Rows from a dataset
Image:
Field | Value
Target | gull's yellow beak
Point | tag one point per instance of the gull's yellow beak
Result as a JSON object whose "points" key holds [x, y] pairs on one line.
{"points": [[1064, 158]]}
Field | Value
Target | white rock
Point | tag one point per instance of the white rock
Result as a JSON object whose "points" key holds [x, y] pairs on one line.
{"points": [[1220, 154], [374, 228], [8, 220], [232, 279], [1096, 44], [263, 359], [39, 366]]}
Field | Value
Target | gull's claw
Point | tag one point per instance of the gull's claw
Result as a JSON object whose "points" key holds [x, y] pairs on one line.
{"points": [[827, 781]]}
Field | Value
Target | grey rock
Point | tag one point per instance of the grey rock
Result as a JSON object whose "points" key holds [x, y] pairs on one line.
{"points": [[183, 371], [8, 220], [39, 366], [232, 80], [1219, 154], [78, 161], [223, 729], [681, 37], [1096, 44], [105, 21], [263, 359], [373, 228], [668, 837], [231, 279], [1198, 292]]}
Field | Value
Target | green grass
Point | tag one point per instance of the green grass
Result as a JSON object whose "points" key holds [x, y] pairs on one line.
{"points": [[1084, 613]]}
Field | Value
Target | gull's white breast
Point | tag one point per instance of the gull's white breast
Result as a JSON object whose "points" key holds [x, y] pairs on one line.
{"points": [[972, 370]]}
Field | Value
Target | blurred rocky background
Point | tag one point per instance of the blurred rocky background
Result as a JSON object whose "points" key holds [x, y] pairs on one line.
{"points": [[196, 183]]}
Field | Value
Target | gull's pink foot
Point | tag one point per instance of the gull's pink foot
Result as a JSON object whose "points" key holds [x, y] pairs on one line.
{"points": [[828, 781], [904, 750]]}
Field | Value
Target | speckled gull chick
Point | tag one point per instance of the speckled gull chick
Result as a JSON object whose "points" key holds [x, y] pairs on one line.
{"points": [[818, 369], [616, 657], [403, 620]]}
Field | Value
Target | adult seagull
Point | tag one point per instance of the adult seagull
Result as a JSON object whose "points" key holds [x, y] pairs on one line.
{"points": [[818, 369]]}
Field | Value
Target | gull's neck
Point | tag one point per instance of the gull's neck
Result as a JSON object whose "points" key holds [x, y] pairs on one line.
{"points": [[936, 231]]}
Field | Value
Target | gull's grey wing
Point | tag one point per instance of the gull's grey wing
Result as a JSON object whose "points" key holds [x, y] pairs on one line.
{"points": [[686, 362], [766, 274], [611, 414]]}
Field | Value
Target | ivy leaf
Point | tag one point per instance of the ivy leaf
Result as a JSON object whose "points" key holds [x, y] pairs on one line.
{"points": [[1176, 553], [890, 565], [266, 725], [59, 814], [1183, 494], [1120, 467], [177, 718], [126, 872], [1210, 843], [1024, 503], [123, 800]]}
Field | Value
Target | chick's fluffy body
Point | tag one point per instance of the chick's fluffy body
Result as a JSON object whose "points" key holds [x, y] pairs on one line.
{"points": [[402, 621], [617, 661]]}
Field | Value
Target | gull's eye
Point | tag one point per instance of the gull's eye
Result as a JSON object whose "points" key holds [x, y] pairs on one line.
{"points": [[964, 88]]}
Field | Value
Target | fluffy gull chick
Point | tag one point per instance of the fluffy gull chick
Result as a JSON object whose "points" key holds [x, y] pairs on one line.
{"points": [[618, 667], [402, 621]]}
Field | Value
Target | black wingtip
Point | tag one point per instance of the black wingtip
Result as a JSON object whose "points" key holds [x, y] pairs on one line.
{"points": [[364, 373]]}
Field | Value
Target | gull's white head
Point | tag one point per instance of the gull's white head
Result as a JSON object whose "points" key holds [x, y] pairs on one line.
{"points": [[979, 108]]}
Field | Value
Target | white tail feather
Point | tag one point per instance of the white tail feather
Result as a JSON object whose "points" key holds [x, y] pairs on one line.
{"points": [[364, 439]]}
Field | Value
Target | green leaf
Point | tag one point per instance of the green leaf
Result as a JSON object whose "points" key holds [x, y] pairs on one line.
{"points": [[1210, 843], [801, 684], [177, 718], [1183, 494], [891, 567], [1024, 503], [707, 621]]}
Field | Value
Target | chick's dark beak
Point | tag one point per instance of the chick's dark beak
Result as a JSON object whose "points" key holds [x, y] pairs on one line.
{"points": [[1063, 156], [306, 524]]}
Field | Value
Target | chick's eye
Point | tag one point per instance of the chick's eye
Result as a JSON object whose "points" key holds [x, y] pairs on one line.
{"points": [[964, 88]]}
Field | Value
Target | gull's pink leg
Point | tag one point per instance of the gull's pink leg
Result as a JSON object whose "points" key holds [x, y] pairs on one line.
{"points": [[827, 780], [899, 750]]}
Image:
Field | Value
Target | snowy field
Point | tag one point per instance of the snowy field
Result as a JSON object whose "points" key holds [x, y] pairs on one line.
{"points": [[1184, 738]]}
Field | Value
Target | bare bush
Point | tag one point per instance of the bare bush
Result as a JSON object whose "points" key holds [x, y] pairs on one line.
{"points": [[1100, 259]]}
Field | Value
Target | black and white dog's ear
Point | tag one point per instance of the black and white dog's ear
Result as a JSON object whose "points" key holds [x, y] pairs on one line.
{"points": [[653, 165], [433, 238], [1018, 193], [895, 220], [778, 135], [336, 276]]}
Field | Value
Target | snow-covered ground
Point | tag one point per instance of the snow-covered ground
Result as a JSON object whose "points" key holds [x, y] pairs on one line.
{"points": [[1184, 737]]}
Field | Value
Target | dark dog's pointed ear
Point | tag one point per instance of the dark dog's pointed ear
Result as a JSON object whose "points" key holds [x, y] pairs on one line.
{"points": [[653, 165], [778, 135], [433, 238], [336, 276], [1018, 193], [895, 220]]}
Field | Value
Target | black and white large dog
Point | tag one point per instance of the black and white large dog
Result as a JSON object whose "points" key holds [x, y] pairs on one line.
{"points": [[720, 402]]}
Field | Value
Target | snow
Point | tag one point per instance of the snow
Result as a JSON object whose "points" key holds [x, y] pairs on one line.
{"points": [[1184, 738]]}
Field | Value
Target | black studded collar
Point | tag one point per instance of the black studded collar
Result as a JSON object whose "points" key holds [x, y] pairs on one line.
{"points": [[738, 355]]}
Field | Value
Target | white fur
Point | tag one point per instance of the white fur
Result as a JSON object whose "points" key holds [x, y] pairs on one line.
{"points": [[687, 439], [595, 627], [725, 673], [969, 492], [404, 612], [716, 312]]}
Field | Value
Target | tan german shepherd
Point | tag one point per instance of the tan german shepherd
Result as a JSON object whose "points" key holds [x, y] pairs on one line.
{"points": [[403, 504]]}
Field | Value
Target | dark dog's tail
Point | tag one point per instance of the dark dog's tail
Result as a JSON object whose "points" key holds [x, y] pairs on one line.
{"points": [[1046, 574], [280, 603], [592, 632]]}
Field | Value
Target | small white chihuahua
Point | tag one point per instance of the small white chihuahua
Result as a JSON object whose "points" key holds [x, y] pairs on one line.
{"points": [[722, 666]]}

TASK DETAILS> Every entry must be retyped in full, exactly as given.

TASK RESPONSE>
Image:
Field | Value
Target | gull's yellow beak
Point | tag one point per instance of the gull's yellow beak
Result as a JSON object whose "points" key holds [x, y] pairs on one line.
{"points": [[1064, 158]]}
Field | Value
Target | white rock
Point | tag one point per instance of the white rock
Result as a JSON object whose "points" key holds [x, y] pairs on one line.
{"points": [[1220, 154], [374, 228], [8, 220], [232, 279], [1096, 44], [263, 359], [39, 366]]}
Field | Value
Target | gull's claw
Point | tag one point per instance of the gull's claw
Result as a JSON object whose "points" key holds [x, y] pairs on one line.
{"points": [[827, 781]]}
Field | Value
Target | grey rock
Point | tag one point per instance of the grey rock
Result as a JSON object whose "points" key holds [x, y] pairs on one line.
{"points": [[183, 371], [8, 220], [39, 366], [232, 80], [1219, 154], [78, 161], [223, 729], [681, 37], [1096, 44], [105, 21], [263, 359], [373, 228], [668, 837], [231, 279], [1198, 292]]}
Field | Value
Target | green grass
Point | tag one point per instance of the green grass
Result as a JSON object whose "points" key holds [x, y] pairs on one line.
{"points": [[1084, 613]]}
Field | Value
Target | gull's white breast
Point | tag one point per instance of the gull's white breast
Result as a JSON object whose "points" key holds [x, y] pairs on one line.
{"points": [[972, 370]]}
Field | Value
Target | blurred rocky background
Point | tag one point per instance of the blurred rocky background
Result as a JSON object whose "points" key holds [x, y] pairs on one line.
{"points": [[196, 183]]}
Field | Value
Target | gull's pink foot
Point | tag one point per instance of the gull's pink foot
Result as a JSON object whose "points" key holds [x, y] pairs on one line.
{"points": [[828, 781], [904, 750]]}
Field | Value
Target | speckled gull chick
Point | tag one point per instance of the speckled gull chick
Result as a JSON object whose "points" key holds [x, y] pairs on one line.
{"points": [[818, 369], [616, 657], [403, 620]]}
Field | Value
Target | adult seagull
Point | tag one point per instance of the adult seagull
Result as a JSON object whose "points" key holds [x, y] pairs on one line.
{"points": [[818, 369]]}
Field | Value
Target | gull's neck
Point | tag one point per instance of the gull's neck
Result as a JSON object whose "points" key holds [x, y] pairs on one line.
{"points": [[936, 231]]}
Field | Value
Target | gull's grey wing
Point | tag one point per instance of the gull's grey wing
Result as a JSON object whose "points" key holds [x, y] pairs on one line.
{"points": [[686, 362], [766, 274], [611, 414]]}
Field | Value
Target | ivy leaf
Point | tag one point per instance of the ivy leaf
Result as a JSON object whose "points" key holds [x, y] pairs on one line.
{"points": [[1176, 553], [890, 565], [266, 725], [59, 814], [1183, 494], [1120, 467], [177, 718], [126, 872], [1210, 843], [1024, 503], [123, 800]]}
Field | Value
Target | chick's fluffy body
Point | tag one point per instance of the chick's fluffy body
Result as a JSON object whose "points" key holds [x, y] pairs on one line.
{"points": [[402, 621], [617, 661]]}
Field | Value
Target | gull's eye
Point | tag one point per instance of the gull's eye
Result as a JSON object whose "points" key holds [x, y] pairs on one line.
{"points": [[964, 88]]}
Field | Value
Target | fluffy gull chick
Point | tag one point per instance of the fluffy gull chick
Result as a JSON object whose "points" key holds [x, y] pairs on one line.
{"points": [[618, 667], [402, 621]]}
Field | Value
Target | black wingtip
Point | tag one point per instance of the black wingtip
Result as a JSON object whose "points" key holds [x, y] pairs on one line.
{"points": [[364, 373]]}
Field | Value
Target | gull's white head
Point | tag one point per instance of the gull's white head
Result as a JSON object whose "points" key holds [x, y] pairs on one line.
{"points": [[979, 108]]}
Field | Value
Target | white tail feather
Point | tag one point per instance of the white tail feather
Result as a JSON object whose "points" key holds [x, y] pairs on one line.
{"points": [[364, 439]]}
Field | Value
Target | green leaf
Point | tag one point per instance of the green leaf
Result as a JSON object whose "points" key holds [x, y] pairs on one line.
{"points": [[1210, 843], [801, 684], [177, 718], [1183, 494], [891, 567], [1024, 503], [707, 621]]}
Field | Value
Target | chick's dark beak
Point | tag one point per instance of the chick's dark beak
Result as a JSON object whose "points" key holds [x, y] pairs on one line.
{"points": [[1063, 156], [306, 524]]}
Field | Value
Target | chick's eye
Point | tag one point per instance of the chick's eye
Result as a JSON object whose "points" key holds [x, y] pairs on one line.
{"points": [[964, 88]]}
Field | Value
Target | gull's pink leg
Point | tag one point per instance of the gull's pink leg
Result as a JSON object whose "points" key holds [x, y] pairs on one line.
{"points": [[827, 780], [899, 750]]}
Image:
Field | Value
Target | snowy field
Point | tag one point per instance of the snowy field
Result as a JSON object whose "points" key holds [x, y] pairs on one line.
{"points": [[1184, 738]]}
Field | Value
Target | bare bush
Point | tag one point per instance of the bare bush
Result as a JSON object whose "points" key holds [x, y] pairs on one line.
{"points": [[1100, 259]]}
Field | Value
Target | black and white dog's ear
Point | tag one point per instance of the black and white dog's ear
Result as a JSON object whose "points" key holds [x, y] pairs on one line.
{"points": [[653, 165], [433, 238], [1018, 193], [895, 220], [778, 135], [336, 276]]}
Field | Value
Target | snow-covered ground
Point | tag one point per instance of the snow-covered ground
Result as a JSON object whose "points" key holds [x, y] pairs on one line.
{"points": [[1184, 737]]}
Field | Value
Target | dark dog's pointed ear
Point | tag one point per instance of the dark dog's pointed ear
Result as a JSON object whose "points" key holds [x, y] pairs on one line.
{"points": [[653, 165], [778, 135], [433, 238], [336, 276], [1018, 193], [895, 220]]}
Field | Value
Target | black and white large dog
Point | tag one point per instance of the black and white large dog
Result as a JSON object whose "points" key holds [x, y] pairs on one line.
{"points": [[720, 402]]}
Field | Value
Target | snow
Point | tag one point per instance of the snow
Result as a JSON object whose "points" key holds [x, y] pairs on one line.
{"points": [[1184, 738]]}
Field | Value
Target | black studded collar
Point | tag one point per instance of the black studded collar
Result as a JSON object whose "points" key holds [x, y] pairs on one line.
{"points": [[738, 355]]}
Field | Value
Target | white fur
Point | tag one point per instance of the white fur
Result as a JSON object whose "points" key holds [x, y] pairs on one line.
{"points": [[687, 439], [595, 627], [725, 673], [969, 492], [404, 612], [716, 312]]}
Field | Value
Target | tan german shepherd
Point | tag one point per instance of the tan german shepherd
Result as a JSON object whose "points" key holds [x, y] pairs on one line.
{"points": [[403, 504]]}
Field | Value
Target | dark dog's tail
Point | tag one point per instance of the dark dog's tail
Result as a JSON object whose "points" key holds [x, y] pairs on one line.
{"points": [[1046, 574], [280, 603], [592, 632]]}
Field | Value
Target | small white chihuahua
Point | tag one point per instance of the small white chihuahua
Result as a JSON object whose "points" key holds [x, y] pairs on one line.
{"points": [[722, 666]]}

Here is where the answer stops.